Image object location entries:
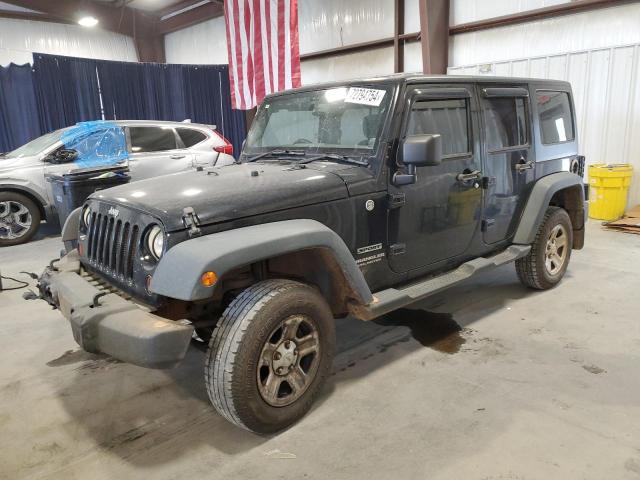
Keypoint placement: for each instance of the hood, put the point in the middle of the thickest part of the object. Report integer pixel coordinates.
(8, 164)
(228, 193)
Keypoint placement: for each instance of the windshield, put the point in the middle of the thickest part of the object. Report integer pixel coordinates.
(345, 120)
(36, 146)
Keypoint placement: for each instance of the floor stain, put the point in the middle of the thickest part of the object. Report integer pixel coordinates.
(438, 331)
(125, 438)
(593, 369)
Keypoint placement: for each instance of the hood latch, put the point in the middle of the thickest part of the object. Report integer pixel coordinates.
(191, 221)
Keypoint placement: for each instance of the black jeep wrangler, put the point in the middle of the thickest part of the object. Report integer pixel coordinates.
(352, 198)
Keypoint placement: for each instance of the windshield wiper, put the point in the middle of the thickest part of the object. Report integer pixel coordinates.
(276, 152)
(336, 157)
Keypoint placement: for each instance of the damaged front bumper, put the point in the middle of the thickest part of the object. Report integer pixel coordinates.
(104, 322)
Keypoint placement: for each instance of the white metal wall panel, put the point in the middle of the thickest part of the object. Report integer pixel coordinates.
(570, 33)
(411, 16)
(606, 88)
(412, 57)
(19, 38)
(352, 65)
(335, 23)
(598, 52)
(203, 43)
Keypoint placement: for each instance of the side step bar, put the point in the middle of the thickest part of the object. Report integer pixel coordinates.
(391, 299)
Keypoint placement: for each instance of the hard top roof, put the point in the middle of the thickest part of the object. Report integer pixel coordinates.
(410, 78)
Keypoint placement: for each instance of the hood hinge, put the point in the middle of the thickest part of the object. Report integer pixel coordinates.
(191, 221)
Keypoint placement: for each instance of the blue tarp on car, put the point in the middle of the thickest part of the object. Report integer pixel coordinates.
(98, 143)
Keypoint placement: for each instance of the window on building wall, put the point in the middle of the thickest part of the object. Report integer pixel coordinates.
(556, 121)
(505, 121)
(448, 118)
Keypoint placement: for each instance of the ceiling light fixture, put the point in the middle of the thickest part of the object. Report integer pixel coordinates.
(88, 21)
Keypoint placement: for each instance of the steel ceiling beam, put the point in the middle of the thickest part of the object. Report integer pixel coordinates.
(199, 14)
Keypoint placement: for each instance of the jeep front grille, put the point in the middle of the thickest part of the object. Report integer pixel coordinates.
(112, 245)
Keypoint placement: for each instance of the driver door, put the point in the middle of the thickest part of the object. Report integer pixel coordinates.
(436, 218)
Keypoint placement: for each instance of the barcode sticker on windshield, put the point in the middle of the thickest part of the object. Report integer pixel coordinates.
(365, 96)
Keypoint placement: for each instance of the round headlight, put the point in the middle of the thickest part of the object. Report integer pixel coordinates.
(86, 216)
(155, 241)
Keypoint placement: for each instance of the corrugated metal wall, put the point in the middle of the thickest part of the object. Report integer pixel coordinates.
(20, 38)
(323, 25)
(605, 79)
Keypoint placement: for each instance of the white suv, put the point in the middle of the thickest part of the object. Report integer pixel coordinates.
(154, 149)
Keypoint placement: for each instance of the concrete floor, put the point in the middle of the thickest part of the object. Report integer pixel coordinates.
(535, 386)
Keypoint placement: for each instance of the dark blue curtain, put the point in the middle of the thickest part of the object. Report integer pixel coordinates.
(18, 109)
(66, 90)
(61, 91)
(153, 91)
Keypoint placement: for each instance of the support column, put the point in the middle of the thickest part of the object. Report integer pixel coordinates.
(434, 35)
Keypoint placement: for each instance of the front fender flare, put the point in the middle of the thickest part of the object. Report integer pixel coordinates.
(539, 200)
(179, 271)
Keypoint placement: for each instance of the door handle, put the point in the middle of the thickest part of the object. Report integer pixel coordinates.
(467, 176)
(522, 166)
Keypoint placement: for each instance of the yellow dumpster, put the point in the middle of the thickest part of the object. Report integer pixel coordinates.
(608, 187)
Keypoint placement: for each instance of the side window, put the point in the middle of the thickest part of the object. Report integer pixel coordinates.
(556, 121)
(445, 117)
(505, 120)
(152, 139)
(191, 137)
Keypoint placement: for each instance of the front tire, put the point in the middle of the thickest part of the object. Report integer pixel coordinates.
(270, 355)
(547, 262)
(19, 219)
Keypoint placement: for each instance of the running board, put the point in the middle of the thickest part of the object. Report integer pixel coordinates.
(391, 299)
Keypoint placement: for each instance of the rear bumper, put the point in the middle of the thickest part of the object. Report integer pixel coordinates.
(111, 324)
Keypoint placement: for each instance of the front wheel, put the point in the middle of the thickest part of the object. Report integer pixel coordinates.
(269, 355)
(19, 219)
(547, 262)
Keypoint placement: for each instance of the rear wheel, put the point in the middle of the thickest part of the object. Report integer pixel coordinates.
(19, 219)
(547, 262)
(269, 355)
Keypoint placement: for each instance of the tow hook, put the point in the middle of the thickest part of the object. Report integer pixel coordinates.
(44, 292)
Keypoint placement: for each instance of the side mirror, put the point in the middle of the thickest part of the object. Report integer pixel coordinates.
(63, 155)
(419, 151)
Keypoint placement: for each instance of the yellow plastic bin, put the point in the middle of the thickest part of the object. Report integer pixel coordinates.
(608, 187)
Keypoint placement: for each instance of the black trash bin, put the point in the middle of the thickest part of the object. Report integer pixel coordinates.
(70, 190)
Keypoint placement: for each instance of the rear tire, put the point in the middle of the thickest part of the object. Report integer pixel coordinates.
(547, 262)
(270, 355)
(19, 219)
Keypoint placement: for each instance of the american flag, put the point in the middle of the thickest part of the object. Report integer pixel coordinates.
(263, 47)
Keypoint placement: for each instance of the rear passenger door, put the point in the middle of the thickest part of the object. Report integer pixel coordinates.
(509, 167)
(156, 151)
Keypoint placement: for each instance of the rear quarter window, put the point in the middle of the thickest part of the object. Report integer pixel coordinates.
(554, 114)
(152, 139)
(191, 137)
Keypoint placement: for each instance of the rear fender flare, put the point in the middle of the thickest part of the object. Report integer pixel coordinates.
(539, 199)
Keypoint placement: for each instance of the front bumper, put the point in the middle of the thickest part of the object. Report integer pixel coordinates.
(104, 322)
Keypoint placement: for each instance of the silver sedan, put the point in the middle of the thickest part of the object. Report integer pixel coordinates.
(154, 149)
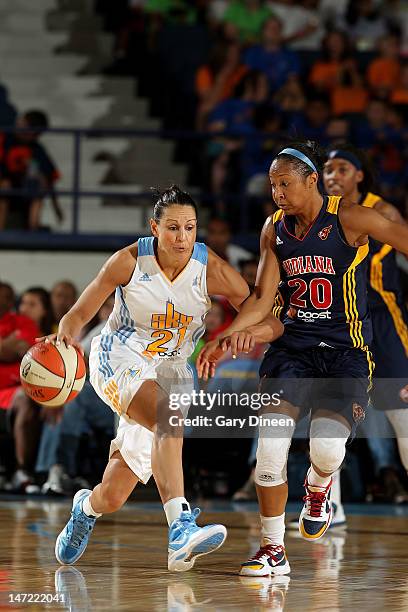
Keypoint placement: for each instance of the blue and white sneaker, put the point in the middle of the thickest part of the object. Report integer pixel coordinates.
(73, 539)
(187, 541)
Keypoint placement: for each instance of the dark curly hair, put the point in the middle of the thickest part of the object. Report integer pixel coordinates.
(169, 197)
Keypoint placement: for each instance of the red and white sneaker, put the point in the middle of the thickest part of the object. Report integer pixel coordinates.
(317, 512)
(270, 560)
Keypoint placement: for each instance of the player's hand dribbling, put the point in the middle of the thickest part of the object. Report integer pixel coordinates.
(239, 342)
(61, 337)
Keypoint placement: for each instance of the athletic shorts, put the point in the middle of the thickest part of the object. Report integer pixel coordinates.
(334, 380)
(116, 375)
(390, 349)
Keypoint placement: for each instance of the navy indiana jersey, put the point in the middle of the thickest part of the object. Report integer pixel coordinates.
(322, 296)
(384, 282)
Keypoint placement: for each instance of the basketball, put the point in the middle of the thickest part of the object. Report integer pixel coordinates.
(52, 375)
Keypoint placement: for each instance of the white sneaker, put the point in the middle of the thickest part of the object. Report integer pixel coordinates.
(317, 512)
(270, 560)
(339, 519)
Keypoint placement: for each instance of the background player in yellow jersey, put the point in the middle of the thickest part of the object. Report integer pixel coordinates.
(314, 248)
(347, 172)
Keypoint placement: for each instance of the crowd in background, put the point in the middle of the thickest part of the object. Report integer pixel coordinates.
(55, 451)
(329, 70)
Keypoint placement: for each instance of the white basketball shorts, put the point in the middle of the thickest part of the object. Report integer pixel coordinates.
(116, 373)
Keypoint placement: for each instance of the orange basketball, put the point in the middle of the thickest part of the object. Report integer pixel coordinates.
(52, 375)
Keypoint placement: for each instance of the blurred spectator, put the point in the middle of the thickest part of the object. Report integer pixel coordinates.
(271, 57)
(17, 334)
(35, 303)
(333, 12)
(259, 149)
(338, 130)
(63, 295)
(235, 116)
(302, 28)
(8, 113)
(244, 19)
(383, 73)
(86, 414)
(219, 240)
(350, 96)
(25, 164)
(290, 98)
(374, 127)
(216, 80)
(312, 123)
(365, 23)
(336, 58)
(399, 94)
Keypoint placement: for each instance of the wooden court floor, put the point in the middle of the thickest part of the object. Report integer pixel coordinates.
(124, 567)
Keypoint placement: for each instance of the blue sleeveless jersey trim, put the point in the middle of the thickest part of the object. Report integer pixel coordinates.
(145, 246)
(200, 253)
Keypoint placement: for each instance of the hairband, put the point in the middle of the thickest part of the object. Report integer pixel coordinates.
(301, 156)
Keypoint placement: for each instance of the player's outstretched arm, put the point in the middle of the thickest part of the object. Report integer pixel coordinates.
(116, 271)
(241, 335)
(359, 222)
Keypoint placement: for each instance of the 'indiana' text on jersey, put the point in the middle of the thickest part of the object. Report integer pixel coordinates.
(157, 317)
(322, 296)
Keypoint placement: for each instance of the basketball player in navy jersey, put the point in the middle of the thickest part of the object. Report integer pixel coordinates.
(313, 259)
(162, 285)
(347, 173)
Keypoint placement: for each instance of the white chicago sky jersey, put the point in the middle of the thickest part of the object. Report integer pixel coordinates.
(156, 317)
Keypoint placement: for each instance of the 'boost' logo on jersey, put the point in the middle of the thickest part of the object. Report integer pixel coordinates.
(324, 232)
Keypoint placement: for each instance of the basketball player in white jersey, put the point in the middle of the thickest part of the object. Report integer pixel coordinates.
(162, 288)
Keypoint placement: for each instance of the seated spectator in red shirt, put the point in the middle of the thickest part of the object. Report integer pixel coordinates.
(25, 164)
(35, 307)
(17, 334)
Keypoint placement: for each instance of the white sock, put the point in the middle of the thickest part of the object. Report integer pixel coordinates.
(273, 529)
(315, 480)
(336, 488)
(174, 507)
(87, 508)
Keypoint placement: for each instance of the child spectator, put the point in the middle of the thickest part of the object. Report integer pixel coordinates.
(25, 164)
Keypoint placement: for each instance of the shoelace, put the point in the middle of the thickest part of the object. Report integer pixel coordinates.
(81, 527)
(316, 500)
(271, 550)
(186, 522)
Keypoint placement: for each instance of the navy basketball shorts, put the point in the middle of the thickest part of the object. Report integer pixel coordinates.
(331, 381)
(390, 349)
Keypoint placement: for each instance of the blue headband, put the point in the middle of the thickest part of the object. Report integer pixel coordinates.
(301, 156)
(348, 156)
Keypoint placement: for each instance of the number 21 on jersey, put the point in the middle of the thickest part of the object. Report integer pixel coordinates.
(166, 326)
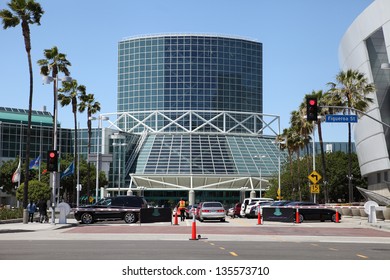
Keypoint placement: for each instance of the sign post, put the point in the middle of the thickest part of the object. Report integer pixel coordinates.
(314, 177)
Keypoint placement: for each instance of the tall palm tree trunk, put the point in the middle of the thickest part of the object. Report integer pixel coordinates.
(27, 42)
(75, 176)
(323, 162)
(350, 189)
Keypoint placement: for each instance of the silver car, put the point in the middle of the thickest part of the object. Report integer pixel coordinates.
(212, 211)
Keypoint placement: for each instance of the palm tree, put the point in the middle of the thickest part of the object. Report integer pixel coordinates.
(54, 63)
(70, 93)
(351, 90)
(322, 101)
(88, 103)
(24, 12)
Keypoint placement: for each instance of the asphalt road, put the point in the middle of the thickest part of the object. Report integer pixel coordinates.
(189, 250)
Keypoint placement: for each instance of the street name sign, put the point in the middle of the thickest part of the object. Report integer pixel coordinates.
(341, 118)
(314, 188)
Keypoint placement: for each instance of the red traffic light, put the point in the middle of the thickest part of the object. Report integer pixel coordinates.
(311, 109)
(52, 160)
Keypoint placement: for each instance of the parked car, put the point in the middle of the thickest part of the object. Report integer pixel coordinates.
(280, 202)
(197, 210)
(234, 211)
(212, 211)
(253, 209)
(301, 203)
(125, 208)
(248, 201)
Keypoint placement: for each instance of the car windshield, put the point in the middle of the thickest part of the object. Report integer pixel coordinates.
(212, 204)
(104, 201)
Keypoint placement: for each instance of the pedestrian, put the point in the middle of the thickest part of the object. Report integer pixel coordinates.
(181, 206)
(42, 207)
(31, 208)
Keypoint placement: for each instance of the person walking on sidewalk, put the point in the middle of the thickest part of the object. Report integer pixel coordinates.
(182, 208)
(31, 208)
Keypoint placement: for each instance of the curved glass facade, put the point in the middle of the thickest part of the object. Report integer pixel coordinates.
(367, 49)
(196, 103)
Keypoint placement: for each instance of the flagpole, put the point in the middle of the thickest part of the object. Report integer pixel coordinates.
(40, 152)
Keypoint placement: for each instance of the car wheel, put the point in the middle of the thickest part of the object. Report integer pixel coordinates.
(130, 217)
(86, 218)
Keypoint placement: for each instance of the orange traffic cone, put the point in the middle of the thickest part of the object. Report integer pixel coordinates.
(193, 236)
(176, 222)
(297, 221)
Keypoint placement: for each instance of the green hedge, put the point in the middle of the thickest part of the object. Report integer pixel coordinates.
(7, 214)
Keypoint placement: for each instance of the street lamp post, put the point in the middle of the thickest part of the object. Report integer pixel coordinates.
(260, 157)
(48, 80)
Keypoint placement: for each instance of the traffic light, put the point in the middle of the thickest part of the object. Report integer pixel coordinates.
(52, 160)
(311, 109)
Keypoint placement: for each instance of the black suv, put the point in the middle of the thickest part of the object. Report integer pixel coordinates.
(125, 208)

■ **What to produce**
Produce an exact copy of the lines from the one containing "Keypoint placement: for each instance of the green" through the last line, and of nothing else.

■ **Correct answer**
Keypoint placement: for each instance of the green hedge, put the point in the middle of the thickest part of the object. Report integer pixel coordinates.
(7, 214)
Keypoint placement: for each instance of the street lamp post, put the point in the middle of the thickest part of the object. Report integer pixel coordinates.
(260, 157)
(48, 80)
Keypoint placement: for each instance of the traffic light, put the point in the middle of the thickest part of the object. Report integer pixel coordinates.
(52, 160)
(311, 109)
Keypoint placement: for each instance of the black suv, put the point in the middle of the thickest part of the object. Report integer pixel coordinates.
(125, 208)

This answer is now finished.